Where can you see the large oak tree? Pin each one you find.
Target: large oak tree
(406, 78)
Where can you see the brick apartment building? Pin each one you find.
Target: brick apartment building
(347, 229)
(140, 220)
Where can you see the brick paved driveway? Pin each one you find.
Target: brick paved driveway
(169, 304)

-*-

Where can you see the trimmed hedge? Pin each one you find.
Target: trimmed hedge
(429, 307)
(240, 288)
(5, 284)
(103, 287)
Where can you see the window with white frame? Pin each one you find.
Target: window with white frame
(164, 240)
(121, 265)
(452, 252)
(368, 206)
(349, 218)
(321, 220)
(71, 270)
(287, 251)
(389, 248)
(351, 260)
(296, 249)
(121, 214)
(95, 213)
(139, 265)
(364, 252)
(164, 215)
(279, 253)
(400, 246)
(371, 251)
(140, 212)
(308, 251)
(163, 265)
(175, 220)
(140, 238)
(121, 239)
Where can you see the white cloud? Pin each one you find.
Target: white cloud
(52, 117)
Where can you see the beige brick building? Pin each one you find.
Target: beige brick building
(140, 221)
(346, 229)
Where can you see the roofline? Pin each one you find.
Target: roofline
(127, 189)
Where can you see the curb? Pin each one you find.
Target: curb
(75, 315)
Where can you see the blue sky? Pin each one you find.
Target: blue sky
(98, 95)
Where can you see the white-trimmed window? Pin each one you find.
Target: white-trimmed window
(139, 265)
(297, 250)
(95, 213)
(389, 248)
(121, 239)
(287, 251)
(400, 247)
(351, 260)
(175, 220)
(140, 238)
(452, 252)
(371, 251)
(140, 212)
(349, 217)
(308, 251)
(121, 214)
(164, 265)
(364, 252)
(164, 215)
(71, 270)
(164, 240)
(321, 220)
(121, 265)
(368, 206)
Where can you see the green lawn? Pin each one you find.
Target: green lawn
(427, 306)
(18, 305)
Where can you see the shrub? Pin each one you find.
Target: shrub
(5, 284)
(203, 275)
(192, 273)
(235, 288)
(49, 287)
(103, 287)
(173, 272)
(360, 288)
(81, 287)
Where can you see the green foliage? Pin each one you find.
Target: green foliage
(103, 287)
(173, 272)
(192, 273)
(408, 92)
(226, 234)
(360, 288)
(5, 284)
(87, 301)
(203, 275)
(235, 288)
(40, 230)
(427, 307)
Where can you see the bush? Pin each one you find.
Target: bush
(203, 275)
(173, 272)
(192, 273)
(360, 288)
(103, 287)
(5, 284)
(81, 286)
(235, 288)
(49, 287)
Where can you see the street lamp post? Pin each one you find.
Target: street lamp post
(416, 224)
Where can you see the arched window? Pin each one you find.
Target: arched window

-*-

◆ **Try it**:
Retype exactly the span of lines from the one with "Where can you see the white cloud?" through the one with "Target: arched window"; include both ends and omit the rest of the material.

◆ **Solution to this problem**:
Where can you see the white cloud? Pin each one you find.
Target: white cloud
(52, 117)
Where can you see the beige brick building? Pin each one you find.
Target: beige brick building
(140, 221)
(346, 229)
Where can you see the roofline? Pin each one you find.
Target: roofline
(127, 189)
Where can you see the curb? Pin each one you find.
Target: curb
(75, 315)
Where can you see the blue sky? Pin each one you find.
Target: blue sky
(98, 95)
Where can you see the white-trimmed window? Pin each one you find.
Target: white-trimmed window
(139, 265)
(297, 250)
(95, 213)
(389, 248)
(121, 239)
(287, 251)
(400, 247)
(351, 260)
(175, 220)
(140, 238)
(452, 252)
(371, 251)
(140, 212)
(349, 217)
(308, 251)
(121, 214)
(164, 265)
(364, 252)
(164, 215)
(71, 270)
(164, 240)
(321, 220)
(121, 265)
(368, 206)
Where can you see the green lawn? Pin each one you find.
Target: green lawn
(427, 306)
(18, 305)
Where can you see the shrub? Pin each one you find.
Target: shrub
(5, 284)
(203, 275)
(192, 273)
(235, 288)
(49, 287)
(103, 287)
(173, 272)
(360, 288)
(81, 287)
Where can you see the green foliage? Pin each one you find.
Target: green foliage
(103, 287)
(173, 272)
(192, 273)
(408, 92)
(226, 234)
(360, 288)
(5, 284)
(87, 301)
(203, 275)
(235, 288)
(40, 230)
(427, 307)
Where can you see the bush? Pin each one you find.
Target: bush
(203, 275)
(173, 272)
(192, 273)
(360, 288)
(103, 287)
(5, 284)
(81, 286)
(235, 288)
(49, 287)
Where can you see the street lamp post? Pin each one you find.
Target: street lamp post
(416, 224)
Where can you see the arched window? Pin each one you find.
Target: arched window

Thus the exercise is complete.